##### Input rows
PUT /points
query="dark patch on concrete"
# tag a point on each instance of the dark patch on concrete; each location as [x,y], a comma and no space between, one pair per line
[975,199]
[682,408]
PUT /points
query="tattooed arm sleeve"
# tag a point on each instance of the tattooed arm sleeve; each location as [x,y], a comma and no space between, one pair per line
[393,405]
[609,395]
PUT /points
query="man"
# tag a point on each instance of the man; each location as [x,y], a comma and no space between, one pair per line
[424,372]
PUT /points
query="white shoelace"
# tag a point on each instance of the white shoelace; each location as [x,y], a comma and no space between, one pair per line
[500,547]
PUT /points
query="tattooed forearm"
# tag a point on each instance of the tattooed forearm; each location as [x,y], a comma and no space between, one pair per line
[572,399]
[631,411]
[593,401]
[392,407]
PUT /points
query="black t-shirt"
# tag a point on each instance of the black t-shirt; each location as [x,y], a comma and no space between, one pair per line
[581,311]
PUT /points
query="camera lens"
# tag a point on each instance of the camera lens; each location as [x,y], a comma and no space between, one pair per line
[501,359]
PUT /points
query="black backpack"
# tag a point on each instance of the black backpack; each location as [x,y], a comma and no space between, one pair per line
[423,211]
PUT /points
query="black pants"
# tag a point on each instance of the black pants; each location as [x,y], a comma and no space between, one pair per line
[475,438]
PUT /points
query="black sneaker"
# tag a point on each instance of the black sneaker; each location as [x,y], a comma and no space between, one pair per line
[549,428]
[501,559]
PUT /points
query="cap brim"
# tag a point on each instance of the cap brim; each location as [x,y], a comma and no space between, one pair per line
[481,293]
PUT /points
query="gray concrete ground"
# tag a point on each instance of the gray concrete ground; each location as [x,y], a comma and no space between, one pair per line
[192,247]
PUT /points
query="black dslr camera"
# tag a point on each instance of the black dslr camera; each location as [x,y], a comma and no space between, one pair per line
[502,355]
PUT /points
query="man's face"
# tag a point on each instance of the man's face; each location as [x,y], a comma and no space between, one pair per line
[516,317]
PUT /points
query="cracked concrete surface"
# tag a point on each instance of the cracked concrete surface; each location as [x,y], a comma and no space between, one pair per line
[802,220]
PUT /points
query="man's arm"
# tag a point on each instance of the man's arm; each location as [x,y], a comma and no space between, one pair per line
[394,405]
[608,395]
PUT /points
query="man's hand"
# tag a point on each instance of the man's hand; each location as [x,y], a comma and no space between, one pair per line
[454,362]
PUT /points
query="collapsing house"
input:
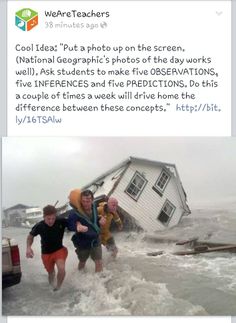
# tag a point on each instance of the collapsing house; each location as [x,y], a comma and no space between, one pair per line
[150,194]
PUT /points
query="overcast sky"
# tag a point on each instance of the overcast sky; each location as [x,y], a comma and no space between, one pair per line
[37,171]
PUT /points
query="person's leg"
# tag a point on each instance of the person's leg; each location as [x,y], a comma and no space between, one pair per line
[98,266]
[51,277]
[49,264]
[96,255]
[82,256]
[60,263]
[111,247]
[60,260]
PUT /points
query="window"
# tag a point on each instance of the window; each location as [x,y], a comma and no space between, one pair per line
[161,182]
[166,213]
[136,186]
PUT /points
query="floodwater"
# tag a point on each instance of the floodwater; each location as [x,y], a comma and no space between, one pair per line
[136,284]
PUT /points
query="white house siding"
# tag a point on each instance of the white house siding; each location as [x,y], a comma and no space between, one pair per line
[149,204]
[109,182]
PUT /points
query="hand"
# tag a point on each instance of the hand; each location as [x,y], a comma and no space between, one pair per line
[81,228]
[102,221]
[29,252]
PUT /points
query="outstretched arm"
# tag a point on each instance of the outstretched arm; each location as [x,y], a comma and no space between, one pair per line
[29,250]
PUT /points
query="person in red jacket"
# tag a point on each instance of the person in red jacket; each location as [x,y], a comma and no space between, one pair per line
[108,210]
[51,230]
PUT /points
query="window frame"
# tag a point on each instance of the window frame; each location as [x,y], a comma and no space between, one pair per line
[135,198]
[157,188]
[169,216]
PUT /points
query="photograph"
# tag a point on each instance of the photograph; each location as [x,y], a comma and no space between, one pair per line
[118,226]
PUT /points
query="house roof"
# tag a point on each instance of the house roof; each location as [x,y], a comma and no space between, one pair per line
[168,166]
[18,206]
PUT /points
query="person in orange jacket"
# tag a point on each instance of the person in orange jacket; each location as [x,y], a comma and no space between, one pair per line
[108,210]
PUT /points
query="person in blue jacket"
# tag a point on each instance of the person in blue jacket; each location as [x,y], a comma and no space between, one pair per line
[83,220]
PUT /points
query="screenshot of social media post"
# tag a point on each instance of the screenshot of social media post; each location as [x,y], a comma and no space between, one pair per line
[122,68]
[168,239]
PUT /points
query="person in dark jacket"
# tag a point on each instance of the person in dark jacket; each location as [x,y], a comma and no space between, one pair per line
[51,230]
[83,220]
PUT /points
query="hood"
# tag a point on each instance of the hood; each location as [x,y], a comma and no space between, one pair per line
[74,198]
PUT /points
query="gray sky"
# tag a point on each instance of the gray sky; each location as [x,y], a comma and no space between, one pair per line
##########
Make an exact copy of the records above, with the pictures left out.

## Problem solution
PUT /points
query="dark patch on concrete"
# tag a point on each instance of the dark patch on concrete; each location as [x,y], a comma and no space between, one pair per line
[975,199]
[682,408]
PUT /points
query="tattooed arm sleeve"
# tag a point on each instance of the tattooed arm sleeve; each location as [x,y], a comma and no space between, one pair per line
[393,405]
[609,395]
PUT /points
query="man"
# tag a point on each instance of the man; each location as [x,y], a comma and no space between, one pair per line
[424,372]
PUT /points
query="white shoelace"
# tag a point on each instance of the white shoelace; each location as [x,y], a comma and no space between, one pair per line
[500,547]
PUT /points
query="tattooed forearm"
# tag a point on each instance of the tattooed forearm; each location as [x,y], a comma and no space between, one pair per line
[572,399]
[631,411]
[593,401]
[392,407]
PUT /points
query="black t-shirt"
# tag a point on each instance of the black t-shirt; each location as [x,y], a comma and no space between, one pair per line
[581,311]
PUT /points
query="camera lens"
# tag a point on each instance of the camera lens; each location as [x,y], a comma and no space between, one pair per line
[501,359]
PUT /points
query="black backpack"
# tag a point on each instance of the black backpack; each location as [x,y], a comma and no space between, one pair per line
[423,211]
PUT /points
query="black pants"
# tag a point on each instance of the black pants; each location as [x,y], a comma and no space between, one pair per line
[475,438]
PUT /points
query="black sneaker"
# tag a point on each instance of the black sneaker; each location as [x,y], a comma and no space between, one pair per line
[549,428]
[501,559]
PUT /points
query="cap brim"
# tag a point on each instance of the cap brim; each location as [x,y], a comma and no space between, one pair per line
[481,293]
PUT /points
query="gray concrete ground"
# tag a point on each instance of the gray concrete ground; each location as [x,y], a comma and no space between, one pair per line
[192,247]
PUT /points
query="black dslr camera"
# tag a point on each instance of the black dslr camera; each location as [x,y], a comma and no space between, one pair per line
[502,355]
PUT /points
query="man's face"
# tag a point on each instance of the man's face; each location as [x,y], a comma and no space between, one pair per line
[516,317]
PUT /points
query="cracked concrete surface"
# tag a point on each instance of the cracked concrete surface; each location as [x,y], a comma and no space between, one pair per line
[802,220]
PUT /points
query="man's arm"
# tag a point on each instance of the man's arm; each location as [x,y], a comma and no space between, one pair per line
[394,405]
[608,395]
PUT /points
query="man's hand"
# tag a point on each instance of the man's hand; each location as [x,y], a comma and no space between, one pair per line
[454,362]
PUT /points
query="collapsing house"
input:
# tag a point on each instance of the collapsing house; each location as [x,y], a comma and no space between, one pair per line
[150,194]
PUT /points
query="overcast sky"
# tag a point on each instance of the overcast sky; each location as [x,y], a comma and no space between, one pair per line
[37,171]
PUT /points
query="person's leg"
# tag a point on each instance of the person's leg; each location as [x,y], a comma and no space between, one pair per line
[98,266]
[51,277]
[49,264]
[96,255]
[82,256]
[60,263]
[111,247]
[60,260]
PUT /points
query="window"
# tag a point on each instance of the window; each location as [x,y], a comma and no space between, one pair per line
[161,182]
[166,213]
[136,186]
PUT /points
query="floodwater"
# tag a point on each instance of the floodwater; each location as [x,y], a comma and no space between, one pair per line
[136,284]
PUT /points
query="white house siding"
# tag a point on each instance of the white house siding; each location as [x,y], a comma and no space between, one pair per line
[149,204]
[109,182]
PUT /points
query="hand"
# tag a point on each instance of the hand; each location as [x,y], a comma and no space between, one pair per line
[81,228]
[102,221]
[29,252]
PUT /points
query="outstretched arm"
# tag a point on each instance of the outstretched arm; each location as [x,y], a comma and no space between, one pair per line
[29,250]
PUT /points
query="person in red jacket"
# tag a point on each instance of the person in red jacket; each location as [x,y], a comma and no space between, one pair per line
[108,210]
[51,230]
PUT /points
query="window frame"
# tag a point on each instance of the window frame; each location as [x,y], a comma and no space between, one pair per line
[135,198]
[157,188]
[169,216]
PUT /points
query="photograph"
# tag a point on each instance of the photograph; each location as [x,y], a comma and no space between, one pair per line
[118,226]
PUT /points
query="house roof"
# tag a point on each instance of the house roof; each location as [x,y], a comma and no space between, one pair per line
[168,166]
[18,206]
PUT /points
query="person in orange jacket"
# tag a point on each instance of the person in orange jacket; each location as [x,y], a comma and no space between, one pair per line
[108,210]
PUT /points
query="person in blue jacket"
# tag a point on each instance of the person in blue jacket; each location as [x,y], a comma and no space between, one pair per line
[83,220]
PUT /points
query="screenshot of social media post"
# tag a point on each instance of the screenshot of social media post; each location as [x,y], a comma and no space between, one pair per line
[122,68]
[168,239]
PUT /points
query="person in dark jacket"
# tag a point on each instance of the person in dark jacket; each location as [x,y], a comma and no space between, one pair per line
[51,230]
[83,220]
PUT /points
query="hood"
# tag a point on each instance of the hood; each location as [x,y], a comma and no space between, one pair per line
[74,198]
PUT /points
query="gray sky"
# tag a point on each instance of the gray sky; each location as [x,y], a comma and no space between, one pair per line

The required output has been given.